▸ Aufgaben
**1.** Gib aus dem Text über die Wahlen in Armenien den Abschnitt wörtlich wieder, der mit den Worten „Nach seiner Meinung“ beginnt und mit „anderes sein können.“ endet.
**2.** Welchen Anteil der Mandate kontrolliert die Opposition laut dem Text über die Wahlen in Armenien?
**3.** Schreib den Text über die Wahlen in Armenien nach seinem letzten Satz weiter.

**** Text zur Analyse

Nach seiner Meinung bestehe der Hauptgrund für den Misserfolg der ressourcenstärkten Kolonne der Opposition – des Blocks „Armenien“ – darin, dass sie den Wählern in ihrer Kampagne kein Paradigma bieten konnte, das sich von dem durch Paschinjan unterbreiteten „Ehemalige Herrschende – heutige Herrschende“ unterscheidet. Er ist der Auffassung, dass, wenn Kotscharjan und Sargsjan den Vorschlag noch eines Ex-Präsidenten – von Levon Ter-Petrosjan – angenommen und ein gemeinsames Team gebildet und als Kandidat für das Amt des Premiers einen politisch neutralen Manager, der imstande ist, eine technokratische Regierung zu bilden, nominiert hätten, so Paschinjan nicht das Paradigma „Ehemalige – heutige“ hätte ausspielen können. Dementsprechend hätte das Ergebnis auch ein anderes sein können.
„Jetzt aber hat sich eine vollständige Rotation der Opposition vollzogen, und ihre Möglichkeiten, auf die Herrschenden Druck auszuüben, werden dadurch eingeschränkt, dass sie nur ein Drittel der Mandate kontrolliert. Überdies hatte Paschinjan im Verlauf der Wahlkampagne harte Maßnahmen gegen seine politischen Opponenten – unter den Staatsangestellten, Militärs und anderen – versprochen. Und wenn er von den Worten zu den Taten übergeht, wird sich die innenpolitische Situation noch mehr zuspitzen (und laut ersten Meldungen aus den Regionen hat bereits eine entsprechende Welle begonnen – Anmerkung der Redaktion). Und man muss sich dessen erinnern, dass die Wahlen die Probleme des Landes nicht gelöst haben. Und davon, wie sie die neue Regierung Paschinjans zu lösen beginnt, wird abhängen, wie sich der politische Prozess vollziehen wird – mit einem Trend zur Konfrontation oder zu einer Zusammenarbeit“, sagte der „NG“ David Petrosjan.

********
**** Extrahierte Informationen

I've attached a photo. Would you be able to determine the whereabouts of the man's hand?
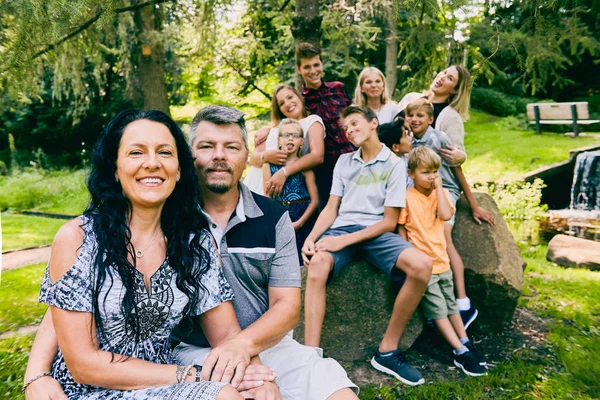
[440,145,466,165]
[237,364,277,392]
[265,168,287,198]
[263,149,287,165]
[471,206,496,226]
[315,235,348,253]
[302,239,317,267]
[200,336,251,387]
[240,382,283,400]
[254,126,271,147]
[25,376,69,400]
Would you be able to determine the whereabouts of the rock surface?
[294,193,525,362]
[546,235,600,271]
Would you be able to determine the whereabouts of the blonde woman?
[399,64,494,328]
[244,83,326,201]
[352,67,400,125]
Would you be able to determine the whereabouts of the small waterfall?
[570,150,600,210]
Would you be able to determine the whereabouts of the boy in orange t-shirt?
[398,146,487,376]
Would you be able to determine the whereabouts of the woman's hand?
[254,126,271,147]
[25,376,69,400]
[440,145,467,165]
[262,150,287,165]
[264,168,287,198]
[302,239,317,267]
[471,206,496,226]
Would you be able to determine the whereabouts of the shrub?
[475,179,548,220]
[0,168,88,215]
[471,88,535,117]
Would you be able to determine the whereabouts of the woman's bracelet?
[193,364,202,382]
[175,365,192,383]
[22,372,52,393]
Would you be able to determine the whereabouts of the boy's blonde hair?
[405,97,433,117]
[353,67,392,106]
[271,83,309,126]
[408,146,442,172]
[277,118,304,136]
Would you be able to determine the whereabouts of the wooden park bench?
[527,101,600,136]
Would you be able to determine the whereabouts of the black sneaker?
[465,340,487,366]
[371,350,425,386]
[460,306,479,329]
[452,351,487,376]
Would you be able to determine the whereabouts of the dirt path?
[0,246,50,271]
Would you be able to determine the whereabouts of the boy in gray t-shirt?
[302,106,431,385]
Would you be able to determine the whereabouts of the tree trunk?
[135,5,171,115]
[292,0,323,89]
[385,6,398,97]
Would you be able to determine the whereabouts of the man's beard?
[204,183,233,194]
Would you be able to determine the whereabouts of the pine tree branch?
[33,0,175,59]
[219,53,271,101]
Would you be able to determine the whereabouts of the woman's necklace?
[134,230,158,258]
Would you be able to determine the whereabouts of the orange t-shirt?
[398,187,455,274]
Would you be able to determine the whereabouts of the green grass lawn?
[464,111,600,183]
[361,244,600,400]
[0,169,89,215]
[0,213,67,251]
[0,263,47,333]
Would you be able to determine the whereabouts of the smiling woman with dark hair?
[25,110,249,399]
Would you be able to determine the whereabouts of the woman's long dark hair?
[84,109,209,351]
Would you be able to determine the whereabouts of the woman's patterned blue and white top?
[40,216,233,399]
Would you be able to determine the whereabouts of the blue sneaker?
[460,305,479,329]
[371,350,425,386]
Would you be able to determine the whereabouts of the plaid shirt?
[302,80,356,173]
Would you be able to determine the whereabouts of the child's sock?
[377,350,396,358]
[456,297,471,311]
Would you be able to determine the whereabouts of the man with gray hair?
[173,106,358,400]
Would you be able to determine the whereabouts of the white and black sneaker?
[452,351,487,376]
[371,350,425,386]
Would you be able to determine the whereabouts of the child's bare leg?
[435,314,464,350]
[444,224,467,299]
[380,248,432,353]
[304,251,333,347]
[448,313,467,339]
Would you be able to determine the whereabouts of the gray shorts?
[444,190,460,226]
[173,335,359,400]
[321,225,413,282]
[421,269,458,320]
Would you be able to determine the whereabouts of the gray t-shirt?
[412,126,460,198]
[173,184,301,347]
[331,144,406,228]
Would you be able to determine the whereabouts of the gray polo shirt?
[171,183,301,347]
[331,143,406,228]
[412,126,460,198]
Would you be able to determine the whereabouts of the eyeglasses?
[279,132,304,139]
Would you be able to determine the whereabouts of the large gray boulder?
[452,193,526,331]
[294,193,525,362]
[546,235,600,271]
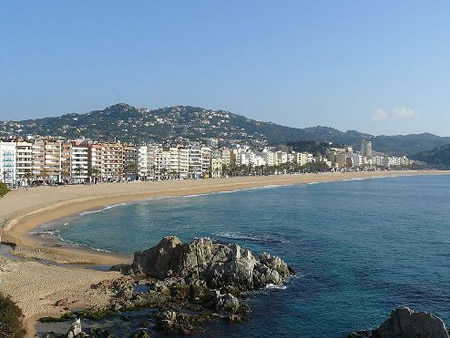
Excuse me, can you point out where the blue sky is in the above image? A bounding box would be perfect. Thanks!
[0,0,450,135]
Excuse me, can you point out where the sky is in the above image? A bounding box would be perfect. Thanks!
[0,0,450,136]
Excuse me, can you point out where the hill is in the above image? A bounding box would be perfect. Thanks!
[413,144,450,168]
[0,103,450,154]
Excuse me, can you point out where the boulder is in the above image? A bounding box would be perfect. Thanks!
[126,236,294,291]
[348,307,449,338]
[214,291,240,313]
[66,318,83,338]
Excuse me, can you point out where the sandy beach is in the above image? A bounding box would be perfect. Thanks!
[0,171,450,336]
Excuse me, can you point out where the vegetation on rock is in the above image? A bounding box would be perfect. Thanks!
[0,294,25,338]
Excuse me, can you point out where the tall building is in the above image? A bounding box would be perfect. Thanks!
[101,143,124,182]
[361,140,372,158]
[89,144,102,183]
[16,141,33,186]
[70,144,90,183]
[0,141,16,185]
[123,145,139,181]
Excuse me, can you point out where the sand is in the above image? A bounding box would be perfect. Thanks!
[0,171,450,336]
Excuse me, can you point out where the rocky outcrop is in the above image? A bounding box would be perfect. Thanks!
[121,236,294,291]
[348,307,449,338]
[44,236,294,338]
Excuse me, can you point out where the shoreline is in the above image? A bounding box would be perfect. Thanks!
[2,171,450,265]
[0,171,450,337]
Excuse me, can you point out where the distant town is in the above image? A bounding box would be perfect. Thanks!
[0,137,418,188]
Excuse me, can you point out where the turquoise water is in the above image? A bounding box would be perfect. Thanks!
[50,176,450,337]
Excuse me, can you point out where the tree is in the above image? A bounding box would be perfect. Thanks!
[0,182,9,198]
[0,294,25,338]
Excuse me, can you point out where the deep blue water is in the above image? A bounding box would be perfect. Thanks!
[49,176,450,337]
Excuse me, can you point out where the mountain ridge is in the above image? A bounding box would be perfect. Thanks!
[0,103,450,154]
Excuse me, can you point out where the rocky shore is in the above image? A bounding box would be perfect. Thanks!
[42,236,294,337]
[348,307,450,338]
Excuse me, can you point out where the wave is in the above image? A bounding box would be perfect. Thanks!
[266,283,287,290]
[79,203,128,216]
[213,231,289,244]
[30,229,59,236]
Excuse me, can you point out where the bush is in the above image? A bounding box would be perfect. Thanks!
[0,294,25,338]
[0,182,9,198]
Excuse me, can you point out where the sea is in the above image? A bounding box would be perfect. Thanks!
[35,175,450,337]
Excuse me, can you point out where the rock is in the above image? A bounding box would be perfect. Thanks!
[215,291,240,313]
[155,311,177,333]
[155,311,212,335]
[125,236,294,291]
[66,318,82,338]
[348,307,449,338]
[130,330,151,338]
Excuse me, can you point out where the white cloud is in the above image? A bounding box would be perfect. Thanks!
[372,107,417,121]
[372,108,389,121]
[392,107,417,120]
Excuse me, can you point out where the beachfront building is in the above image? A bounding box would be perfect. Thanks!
[262,148,278,167]
[0,141,16,186]
[201,147,211,178]
[211,158,223,178]
[31,139,46,180]
[361,140,372,158]
[88,144,102,183]
[123,145,139,181]
[295,153,308,167]
[16,141,33,186]
[221,148,231,166]
[137,145,149,181]
[189,146,202,179]
[70,144,90,183]
[178,147,189,179]
[101,143,124,182]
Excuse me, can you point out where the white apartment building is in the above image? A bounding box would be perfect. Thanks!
[70,145,89,183]
[101,143,124,182]
[189,146,202,178]
[222,148,231,166]
[0,141,16,186]
[276,151,288,164]
[262,149,278,167]
[89,144,102,183]
[201,147,211,177]
[295,153,308,167]
[178,148,189,179]
[138,146,149,181]
[16,141,33,186]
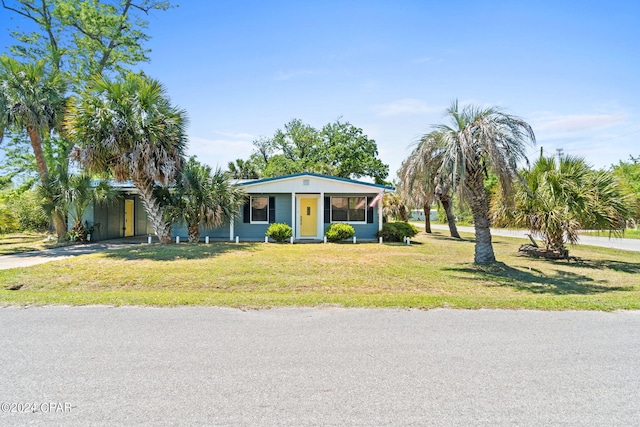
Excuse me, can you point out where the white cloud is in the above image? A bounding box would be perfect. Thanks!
[411,56,444,64]
[187,134,253,168]
[373,98,442,117]
[214,130,256,140]
[275,70,313,81]
[536,113,627,133]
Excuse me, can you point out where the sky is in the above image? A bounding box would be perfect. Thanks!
[0,0,640,180]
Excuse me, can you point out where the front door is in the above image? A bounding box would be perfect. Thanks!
[300,197,318,237]
[124,199,133,237]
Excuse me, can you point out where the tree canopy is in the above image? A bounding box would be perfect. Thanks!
[2,0,171,89]
[241,119,389,183]
[416,101,535,264]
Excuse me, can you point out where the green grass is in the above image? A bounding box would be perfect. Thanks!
[0,232,640,310]
[0,231,69,255]
[580,229,640,239]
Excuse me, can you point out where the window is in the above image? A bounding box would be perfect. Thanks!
[331,197,367,222]
[251,197,269,222]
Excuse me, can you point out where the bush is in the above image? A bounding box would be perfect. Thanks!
[325,222,356,242]
[377,222,418,242]
[6,190,49,231]
[264,222,293,242]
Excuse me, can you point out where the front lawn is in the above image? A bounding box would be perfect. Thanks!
[0,231,70,255]
[0,231,640,310]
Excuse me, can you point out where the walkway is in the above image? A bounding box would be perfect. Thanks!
[0,236,146,270]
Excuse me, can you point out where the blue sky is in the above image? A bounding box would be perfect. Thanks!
[0,0,640,179]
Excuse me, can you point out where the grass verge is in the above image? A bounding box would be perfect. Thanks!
[0,232,640,310]
[0,231,70,255]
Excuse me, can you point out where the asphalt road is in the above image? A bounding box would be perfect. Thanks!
[0,307,640,426]
[422,224,640,252]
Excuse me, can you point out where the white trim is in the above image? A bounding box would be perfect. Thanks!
[329,195,369,225]
[291,191,298,236]
[249,194,270,224]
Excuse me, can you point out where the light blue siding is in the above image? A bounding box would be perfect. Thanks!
[171,221,229,242]
[234,193,292,240]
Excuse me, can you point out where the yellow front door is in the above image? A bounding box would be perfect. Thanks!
[124,199,133,237]
[300,198,318,237]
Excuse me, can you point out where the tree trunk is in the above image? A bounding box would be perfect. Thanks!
[188,222,200,243]
[51,209,67,242]
[423,202,431,233]
[133,179,171,244]
[27,126,67,241]
[468,177,496,265]
[27,126,49,186]
[438,193,461,239]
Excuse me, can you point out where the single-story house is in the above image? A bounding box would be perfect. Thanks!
[83,172,393,240]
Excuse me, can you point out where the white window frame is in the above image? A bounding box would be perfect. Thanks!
[329,196,368,224]
[249,196,269,224]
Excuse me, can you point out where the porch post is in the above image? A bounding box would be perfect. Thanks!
[316,191,324,237]
[378,190,384,231]
[291,191,298,238]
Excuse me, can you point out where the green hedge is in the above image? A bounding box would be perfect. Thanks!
[377,222,418,242]
[264,222,293,242]
[325,222,356,242]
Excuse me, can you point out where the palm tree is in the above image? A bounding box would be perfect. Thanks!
[499,156,633,257]
[420,101,535,264]
[0,56,67,239]
[169,157,245,243]
[399,139,460,239]
[382,190,409,222]
[67,73,187,243]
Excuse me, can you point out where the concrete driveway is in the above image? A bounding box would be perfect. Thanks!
[0,237,147,270]
[0,307,640,426]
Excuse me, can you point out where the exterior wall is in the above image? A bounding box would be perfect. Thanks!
[324,193,378,239]
[231,193,378,240]
[171,221,229,242]
[83,195,153,241]
[235,193,291,240]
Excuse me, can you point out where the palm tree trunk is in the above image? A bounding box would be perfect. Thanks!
[188,222,200,243]
[27,126,49,186]
[438,193,461,239]
[51,209,67,241]
[468,176,496,265]
[423,202,431,233]
[133,179,171,244]
[27,126,67,241]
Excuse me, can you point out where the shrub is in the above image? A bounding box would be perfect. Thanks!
[378,222,418,242]
[264,222,293,242]
[325,222,356,242]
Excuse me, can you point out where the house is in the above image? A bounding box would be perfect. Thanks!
[84,172,393,241]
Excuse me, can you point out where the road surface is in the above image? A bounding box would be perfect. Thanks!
[0,307,640,426]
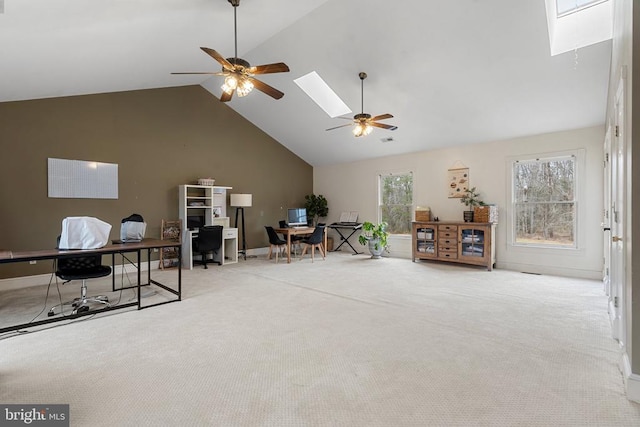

********

▸ Antworten
**1.**
Nach seiner Meinung bestehe der Hauptgrund für den Misserfolg der ressourcenstärkten Kolonne der Opposition – des Blocks „Armenien“ – darin, dass sie den Wählern in ihrer Kampagne kein Paradigma bieten konnte, das sich von dem durch Paschinjan unterbreiteten „Ehemalige Herrschende – heutige Herrschende“ unterscheidet. Er ist der Auffassung, dass, wenn Kotscharjan und Sargsjan den Vorschlag noch eines Ex-Präsidenten – von Levon Ter-Petrosjan – angenommen und ein gemeinsames Team gebildet und als Kandidat für das Amt des Premiers einen politisch neutralen Manager, der imstande ist, eine technokratische Regierung zu bilden, nominiert hätten, so Paschinjan nicht das Paradigma „Ehemalige – heutige“ hätte ausspielen können. Dementsprechend hätte das Ergebnis auch ein anderes sein können.

**2.** Nur ein Drittel der Mandate.

**3.**
Der Doktor der Geschichtswissenschaften und Politologe Armen Chanbajan kommentierte den beinahe dreifachen Vorsprung Paschinjans gegenüber seinem Hauptrivalen Kotscharjan und konzentrierte die Aufmerksamkeit auf den überzeugenden Sieg in Sjunik, dem südlichen Verwaltungsgebiet, wo nach dem Bergkarabach-Krieg vom vergangenen Herbst die neue Grenze mit Aserbaidschan gezogen wurde. „Es war gedacht worden, dass die Probleme der Einwohner des „neuen Grenzgebietes“, ausgelöst durch diesen Umstand, sie von Paschinjan abspenstig machen würden. Doch es erfolgte das Gegenteil. Es stellte sich heraus, dass sich die Einwohner von Sjunik ausgezeichnet daran erinnern, unter was für einem Joch der früheren lokalen Offiziellen sie leben mussten. Analog ist es auch in den anderen Regionen“, sagte Chanbanjan der „NG“. Eine andere Begründung für den überzeugenden Sieg Paschinjans findet sich in einigen erzielten Erfolgen. Entgegen den Erklärungen seiner Opponenten fährt das Land nicht in die Hölle, sondern eher umgekehrt: Es werden neue Straßen gebaut, entwickelt wurde eine Menge erfolgreicher Startup-Projekte in den verschiedensten Bereichen – auf den Gebieten der IT, Land- und Energiewirtschaft usw. -, und spürbar verringert haben sich die Ausmaße der Korruption. „Ja, und es hat in der neuen Geschichte keinen Präzedenzfall dafür gegeben, dass die an die Macht gekommene junge Generation sie den betagten Vorgänger zurückgegeben hat“, sagte der „NG“ Armen Chanbabjan.
Allerdings sind die Vertreter des Blocks „Armenien“ wohl kaum damit einverstanden, die eine Nichtanerkennung der Abstimmungsergebnisse erklärten und die Bereitschaft signalisierten, sie im Verfassungsgericht anzufechten. Viele andere Teilnehmer der Wahlen haben jedoch den Gewinnern gratuliert. Und die zahlreichen Wahlbeobachter haben keinerlei ernsthafte Verstöße festgestellt, die in der Lage sind, die Ergebnisse zu beeinflussen.